## WHAT YOU SHOULD DO
Return, word for word, the lines of the records from the one containing "of the tower" through the end of the records, including both ends. Leave the pictures out of your answer.

## SUPPLIED MATERIAL
** Start **

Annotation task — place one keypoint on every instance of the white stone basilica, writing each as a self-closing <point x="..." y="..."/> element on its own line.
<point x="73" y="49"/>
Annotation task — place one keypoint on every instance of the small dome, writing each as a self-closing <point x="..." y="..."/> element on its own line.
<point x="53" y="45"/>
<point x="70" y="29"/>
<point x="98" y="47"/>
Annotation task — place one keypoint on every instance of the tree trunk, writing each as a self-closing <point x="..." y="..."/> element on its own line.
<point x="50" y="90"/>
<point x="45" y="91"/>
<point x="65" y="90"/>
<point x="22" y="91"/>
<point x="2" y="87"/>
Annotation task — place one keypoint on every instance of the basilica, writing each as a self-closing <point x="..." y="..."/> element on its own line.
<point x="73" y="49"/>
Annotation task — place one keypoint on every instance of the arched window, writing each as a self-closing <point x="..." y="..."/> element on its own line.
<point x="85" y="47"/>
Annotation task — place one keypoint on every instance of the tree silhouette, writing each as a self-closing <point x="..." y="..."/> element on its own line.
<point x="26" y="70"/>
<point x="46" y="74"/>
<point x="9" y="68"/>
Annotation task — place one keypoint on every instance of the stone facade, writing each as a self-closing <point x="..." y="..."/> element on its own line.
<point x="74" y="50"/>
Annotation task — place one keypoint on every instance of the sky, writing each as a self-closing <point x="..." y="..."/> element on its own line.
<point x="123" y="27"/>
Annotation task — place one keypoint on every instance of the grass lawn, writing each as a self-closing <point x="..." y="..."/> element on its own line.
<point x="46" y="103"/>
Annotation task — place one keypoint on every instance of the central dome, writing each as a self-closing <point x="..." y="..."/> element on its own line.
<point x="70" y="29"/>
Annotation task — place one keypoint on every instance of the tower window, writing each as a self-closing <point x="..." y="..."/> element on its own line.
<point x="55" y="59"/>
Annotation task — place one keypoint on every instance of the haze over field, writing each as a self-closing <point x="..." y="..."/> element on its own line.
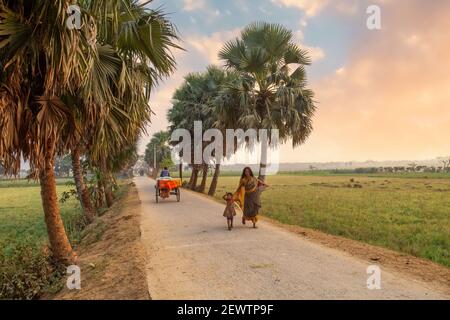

** End **

## RESULT FOR THIS TASK
Annotation task — place one keypoint on every instance of the tower window, writing each as a self-closing <point x="..." y="..."/> element on its own line.
<point x="55" y="59"/>
Annotation task — place one keypoint on every instance of the haze over field, writing each as a self-closing <point x="..." y="..."/> element on its own line.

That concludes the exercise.